**Problem details:**
Before the lines, reproduce verbatim the part of the text on Amy Coney Barrett that opens with the words containing "Carrie Severino, the" and closes with "Supreme Court’s jurisprudence.".

FoxNews.com reports that
Amy Coney Barrett, a judge on the U.S. Court of Appeals of the 7th Circuit, is reportedly one of the top contenders for President Trump’s nomination to the seat vacated by the death of late Supreme Court Justice Ruth Bader Ginsburg.
Ginsburg was the face of the liberal bloc on the Supreme Court, meaning that an appointment by Trump and confirmation by the Republican-controlled Senate could potentially significantly shift the ideological balance of the court for years. Barrett’s record, including cases she’s ruled on during her time as an appeals judge and her scholarship as a law professor at Notre Dame, are set to be intensely scrutinized by the media and the Senate Judiciary Committee should Trump choose her.
Carrie Severino, the president of the conservative Judicial Crisis Network, said that Barrett and the other women on the Trump shortlist may disagree with Ginsburg on the issues, but have the intellectual firepower to fill in for the late legal luminary.
“These are really impressive women,” Severino said. “They’re worthy of following in her footsteps.”
Those on the left, however, have said they worry that Barrett would undo precedents like Roe v. Wade and impose her faith on others.
Here are a handful of the notable stances Barrett has taken that might indicate the effect she could have on the Supreme Court’s jurisprudence.

**Records provided:**
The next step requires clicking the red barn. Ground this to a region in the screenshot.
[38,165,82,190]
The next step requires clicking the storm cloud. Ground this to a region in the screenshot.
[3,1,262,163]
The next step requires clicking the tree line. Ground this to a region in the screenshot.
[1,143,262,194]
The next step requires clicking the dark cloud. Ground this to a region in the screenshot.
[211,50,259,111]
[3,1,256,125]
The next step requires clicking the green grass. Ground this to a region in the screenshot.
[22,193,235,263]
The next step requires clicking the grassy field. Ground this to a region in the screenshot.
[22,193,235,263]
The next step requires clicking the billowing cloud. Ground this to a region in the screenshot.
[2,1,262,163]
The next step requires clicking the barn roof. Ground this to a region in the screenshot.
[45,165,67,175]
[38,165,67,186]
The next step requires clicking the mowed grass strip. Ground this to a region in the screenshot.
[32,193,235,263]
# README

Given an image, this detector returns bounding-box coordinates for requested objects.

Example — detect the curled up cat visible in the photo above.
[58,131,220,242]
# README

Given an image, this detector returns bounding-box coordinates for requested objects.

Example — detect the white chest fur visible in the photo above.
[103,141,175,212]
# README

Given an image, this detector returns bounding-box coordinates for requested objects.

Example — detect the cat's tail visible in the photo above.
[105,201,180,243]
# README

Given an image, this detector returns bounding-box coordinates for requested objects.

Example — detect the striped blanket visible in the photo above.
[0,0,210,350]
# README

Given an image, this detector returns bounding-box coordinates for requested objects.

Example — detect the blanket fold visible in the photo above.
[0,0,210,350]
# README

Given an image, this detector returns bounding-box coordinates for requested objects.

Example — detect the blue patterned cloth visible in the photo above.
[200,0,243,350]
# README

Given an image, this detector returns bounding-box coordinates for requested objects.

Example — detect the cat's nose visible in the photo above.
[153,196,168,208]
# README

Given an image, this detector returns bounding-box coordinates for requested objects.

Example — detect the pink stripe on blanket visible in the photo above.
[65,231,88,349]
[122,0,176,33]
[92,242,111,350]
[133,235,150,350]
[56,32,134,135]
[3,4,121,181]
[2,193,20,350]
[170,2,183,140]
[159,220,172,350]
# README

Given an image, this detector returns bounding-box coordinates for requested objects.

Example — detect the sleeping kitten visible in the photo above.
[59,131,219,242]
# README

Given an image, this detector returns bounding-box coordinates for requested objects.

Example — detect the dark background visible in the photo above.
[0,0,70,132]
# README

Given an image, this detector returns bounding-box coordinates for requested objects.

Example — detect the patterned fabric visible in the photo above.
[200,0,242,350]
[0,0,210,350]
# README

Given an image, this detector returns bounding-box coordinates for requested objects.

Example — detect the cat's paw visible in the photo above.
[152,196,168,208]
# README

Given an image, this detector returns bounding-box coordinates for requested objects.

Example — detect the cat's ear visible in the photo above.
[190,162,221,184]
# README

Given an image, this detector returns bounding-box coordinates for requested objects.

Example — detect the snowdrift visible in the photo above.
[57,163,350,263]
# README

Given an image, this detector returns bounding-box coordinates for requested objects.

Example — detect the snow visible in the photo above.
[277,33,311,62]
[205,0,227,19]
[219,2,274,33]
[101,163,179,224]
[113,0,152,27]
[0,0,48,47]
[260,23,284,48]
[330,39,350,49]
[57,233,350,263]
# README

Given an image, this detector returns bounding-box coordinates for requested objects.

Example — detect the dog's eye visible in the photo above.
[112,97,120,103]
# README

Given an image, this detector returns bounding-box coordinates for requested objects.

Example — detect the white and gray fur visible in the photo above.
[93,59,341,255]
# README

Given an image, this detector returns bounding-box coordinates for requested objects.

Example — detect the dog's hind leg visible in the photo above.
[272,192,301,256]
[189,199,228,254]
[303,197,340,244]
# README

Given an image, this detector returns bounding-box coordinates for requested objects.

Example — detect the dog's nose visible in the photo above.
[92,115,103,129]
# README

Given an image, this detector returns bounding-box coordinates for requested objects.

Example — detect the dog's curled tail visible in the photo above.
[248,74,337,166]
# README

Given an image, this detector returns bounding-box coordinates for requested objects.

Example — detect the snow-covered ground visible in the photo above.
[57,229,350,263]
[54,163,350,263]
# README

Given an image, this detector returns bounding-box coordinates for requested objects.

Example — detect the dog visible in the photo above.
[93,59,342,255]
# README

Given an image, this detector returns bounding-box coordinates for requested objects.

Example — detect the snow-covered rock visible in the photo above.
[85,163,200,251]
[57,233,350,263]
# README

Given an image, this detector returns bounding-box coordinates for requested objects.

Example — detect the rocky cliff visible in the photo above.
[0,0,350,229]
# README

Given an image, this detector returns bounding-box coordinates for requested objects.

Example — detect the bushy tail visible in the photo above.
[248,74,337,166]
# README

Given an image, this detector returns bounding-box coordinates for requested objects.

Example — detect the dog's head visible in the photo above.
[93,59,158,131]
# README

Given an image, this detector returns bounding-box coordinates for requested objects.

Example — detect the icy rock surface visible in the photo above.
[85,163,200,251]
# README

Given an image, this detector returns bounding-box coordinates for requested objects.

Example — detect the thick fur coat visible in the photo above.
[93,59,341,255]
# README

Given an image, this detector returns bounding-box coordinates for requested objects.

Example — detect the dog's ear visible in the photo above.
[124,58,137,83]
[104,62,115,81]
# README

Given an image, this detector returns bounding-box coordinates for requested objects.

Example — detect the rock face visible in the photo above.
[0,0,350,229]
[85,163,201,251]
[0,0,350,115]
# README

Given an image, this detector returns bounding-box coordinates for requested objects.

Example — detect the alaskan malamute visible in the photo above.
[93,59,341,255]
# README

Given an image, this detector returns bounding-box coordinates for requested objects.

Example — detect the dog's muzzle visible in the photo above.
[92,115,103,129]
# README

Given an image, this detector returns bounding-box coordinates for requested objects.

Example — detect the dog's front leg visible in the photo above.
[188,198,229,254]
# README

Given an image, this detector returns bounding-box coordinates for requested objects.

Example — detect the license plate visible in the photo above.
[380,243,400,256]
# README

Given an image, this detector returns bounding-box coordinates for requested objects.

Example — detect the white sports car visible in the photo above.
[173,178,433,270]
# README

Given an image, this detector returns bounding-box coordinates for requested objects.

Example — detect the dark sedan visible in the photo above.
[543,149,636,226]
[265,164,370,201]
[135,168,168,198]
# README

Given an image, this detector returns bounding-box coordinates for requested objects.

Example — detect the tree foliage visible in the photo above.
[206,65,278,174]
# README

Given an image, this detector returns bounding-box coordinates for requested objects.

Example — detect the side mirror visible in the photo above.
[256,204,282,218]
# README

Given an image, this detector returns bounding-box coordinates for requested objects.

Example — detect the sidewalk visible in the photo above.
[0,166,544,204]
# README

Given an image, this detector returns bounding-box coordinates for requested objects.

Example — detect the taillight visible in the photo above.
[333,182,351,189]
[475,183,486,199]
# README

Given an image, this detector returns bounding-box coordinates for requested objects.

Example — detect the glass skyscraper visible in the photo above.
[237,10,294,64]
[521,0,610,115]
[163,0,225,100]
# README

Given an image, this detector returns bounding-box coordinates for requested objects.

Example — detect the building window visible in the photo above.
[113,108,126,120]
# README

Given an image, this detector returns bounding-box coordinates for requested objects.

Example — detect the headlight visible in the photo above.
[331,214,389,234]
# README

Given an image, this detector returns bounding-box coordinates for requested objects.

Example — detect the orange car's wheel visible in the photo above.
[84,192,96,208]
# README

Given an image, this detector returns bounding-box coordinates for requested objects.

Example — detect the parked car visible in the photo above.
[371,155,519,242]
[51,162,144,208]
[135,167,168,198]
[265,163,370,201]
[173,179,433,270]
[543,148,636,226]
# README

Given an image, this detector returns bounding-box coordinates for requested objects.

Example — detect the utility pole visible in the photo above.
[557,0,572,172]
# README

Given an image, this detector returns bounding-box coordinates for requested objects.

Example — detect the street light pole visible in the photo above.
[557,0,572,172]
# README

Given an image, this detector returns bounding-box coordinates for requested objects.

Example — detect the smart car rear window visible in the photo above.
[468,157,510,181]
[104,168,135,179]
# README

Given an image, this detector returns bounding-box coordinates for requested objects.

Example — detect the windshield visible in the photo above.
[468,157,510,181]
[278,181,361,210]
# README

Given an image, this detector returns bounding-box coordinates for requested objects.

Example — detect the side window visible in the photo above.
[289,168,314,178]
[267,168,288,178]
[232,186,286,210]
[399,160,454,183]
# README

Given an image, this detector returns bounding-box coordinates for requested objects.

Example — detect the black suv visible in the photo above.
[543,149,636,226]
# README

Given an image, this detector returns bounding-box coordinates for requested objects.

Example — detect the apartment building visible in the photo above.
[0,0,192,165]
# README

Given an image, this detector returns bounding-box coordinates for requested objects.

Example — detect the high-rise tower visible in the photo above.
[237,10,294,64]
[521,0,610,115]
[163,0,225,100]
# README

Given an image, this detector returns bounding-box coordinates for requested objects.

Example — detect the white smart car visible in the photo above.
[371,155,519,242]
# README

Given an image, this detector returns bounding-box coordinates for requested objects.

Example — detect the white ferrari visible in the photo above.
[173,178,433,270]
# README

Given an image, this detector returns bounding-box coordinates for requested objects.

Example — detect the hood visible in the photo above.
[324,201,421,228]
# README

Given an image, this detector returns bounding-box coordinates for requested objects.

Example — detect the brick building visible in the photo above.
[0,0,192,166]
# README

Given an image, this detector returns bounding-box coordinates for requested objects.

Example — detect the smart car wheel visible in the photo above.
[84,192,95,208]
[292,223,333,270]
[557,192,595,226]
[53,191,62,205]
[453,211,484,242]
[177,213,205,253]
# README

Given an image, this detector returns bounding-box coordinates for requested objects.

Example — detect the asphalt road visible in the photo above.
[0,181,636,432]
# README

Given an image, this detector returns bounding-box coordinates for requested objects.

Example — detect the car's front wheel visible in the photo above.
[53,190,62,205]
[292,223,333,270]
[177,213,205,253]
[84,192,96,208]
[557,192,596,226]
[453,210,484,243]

**Result:**
Carrie Severino, the president of the conservative Judicial Crisis Network, said that Barrett and the other women on the Trump shortlist may disagree with Ginsburg on the issues, but have the intellectual firepower to fill in for the late legal luminary.
“These are really impressive women,” Severino said. “They’re worthy of following in her footsteps.”
Those on the left, however, have said they worry that Barrett would undo precedents like Roe v. Wade and impose her faith on others.
Here are a handful of the notable stances Barrett has taken that might indicate the effect she could have on the Supreme Court’s jurisprudence.